» **ЦИТИРУЕМЫЙ ТЕКСТ**:

Представьте цифрового художника, который никогда не видел моря. Он рисует его, опираясь на чужие фотографии, кадры из фильмов, описания в книгах. Его море — симулякр, собранный из осколков других симулякров. Но если он возьмётся за этот проект с фанатичной серьёзностью, если он будет изучать волны по алгоритмам их генерации в графике, подбирать оттенки синего по цифровым палитрам, сверяясь с цветами из популярных фильмов, — в итоге он создаст Гиперморе. Совершенную, безупречную, абсолютно убедительную модель, которая окажется «более морской», чем любое реальное море с его непредсказуемостью и случайностями. Его творение станет иконой гиперреальности. И в этом жесте, если вдуматься, есть нечто от божественного: он творит не копию, а новую сущность, существующую исключительно в порядке симуляции. Его интенциональность направлена не на море, а на саму Идею Моря, почерпнутую из медийного океана.

» **ИЗВЛЕЧЁННЫЕ МАТЕРИАЛЫ**:
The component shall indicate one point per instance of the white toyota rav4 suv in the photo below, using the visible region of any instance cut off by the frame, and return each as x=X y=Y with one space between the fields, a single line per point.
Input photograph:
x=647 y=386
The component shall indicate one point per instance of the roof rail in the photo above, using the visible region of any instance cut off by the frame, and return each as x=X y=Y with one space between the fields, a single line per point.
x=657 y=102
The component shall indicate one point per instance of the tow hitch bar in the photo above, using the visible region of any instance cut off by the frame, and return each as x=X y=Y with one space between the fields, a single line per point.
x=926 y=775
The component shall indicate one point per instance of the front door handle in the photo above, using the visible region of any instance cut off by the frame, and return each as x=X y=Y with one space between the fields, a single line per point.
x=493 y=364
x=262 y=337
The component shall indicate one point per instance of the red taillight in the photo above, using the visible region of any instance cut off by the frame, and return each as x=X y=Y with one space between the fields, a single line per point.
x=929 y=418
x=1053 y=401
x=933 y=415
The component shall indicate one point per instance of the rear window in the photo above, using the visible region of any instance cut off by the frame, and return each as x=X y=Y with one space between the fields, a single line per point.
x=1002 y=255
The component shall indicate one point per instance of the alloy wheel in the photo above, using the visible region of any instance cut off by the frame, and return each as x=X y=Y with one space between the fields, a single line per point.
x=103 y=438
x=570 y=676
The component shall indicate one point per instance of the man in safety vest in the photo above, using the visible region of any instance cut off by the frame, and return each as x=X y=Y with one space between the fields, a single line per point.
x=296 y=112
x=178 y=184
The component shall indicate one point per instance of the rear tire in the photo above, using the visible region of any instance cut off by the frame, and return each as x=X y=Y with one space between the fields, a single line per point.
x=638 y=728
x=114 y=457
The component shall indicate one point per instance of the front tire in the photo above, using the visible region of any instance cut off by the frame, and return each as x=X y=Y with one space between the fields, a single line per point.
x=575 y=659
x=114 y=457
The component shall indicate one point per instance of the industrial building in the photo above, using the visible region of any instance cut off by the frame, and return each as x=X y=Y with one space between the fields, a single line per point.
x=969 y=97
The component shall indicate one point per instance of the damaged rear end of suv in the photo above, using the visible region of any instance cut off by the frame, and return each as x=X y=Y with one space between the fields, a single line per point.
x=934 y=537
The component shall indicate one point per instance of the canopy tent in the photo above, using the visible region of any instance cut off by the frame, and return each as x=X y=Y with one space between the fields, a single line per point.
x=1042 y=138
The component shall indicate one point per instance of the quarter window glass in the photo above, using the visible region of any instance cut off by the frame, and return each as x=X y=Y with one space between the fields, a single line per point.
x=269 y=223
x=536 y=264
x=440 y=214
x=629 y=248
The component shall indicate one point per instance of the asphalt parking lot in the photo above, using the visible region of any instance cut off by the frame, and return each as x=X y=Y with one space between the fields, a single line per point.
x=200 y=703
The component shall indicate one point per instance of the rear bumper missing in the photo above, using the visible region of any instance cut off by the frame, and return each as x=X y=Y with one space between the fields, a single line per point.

» **ЦЕЛЬ ЗАДАНИЯ**:
Переведите на английский язык предложение «Его творение станет иконой гиперреальности» из текста о цифровом художнике.

» **ПИСЬМЕННОЕ РЕШЕНИЕ**:
His creation will become an icon of hyperreality.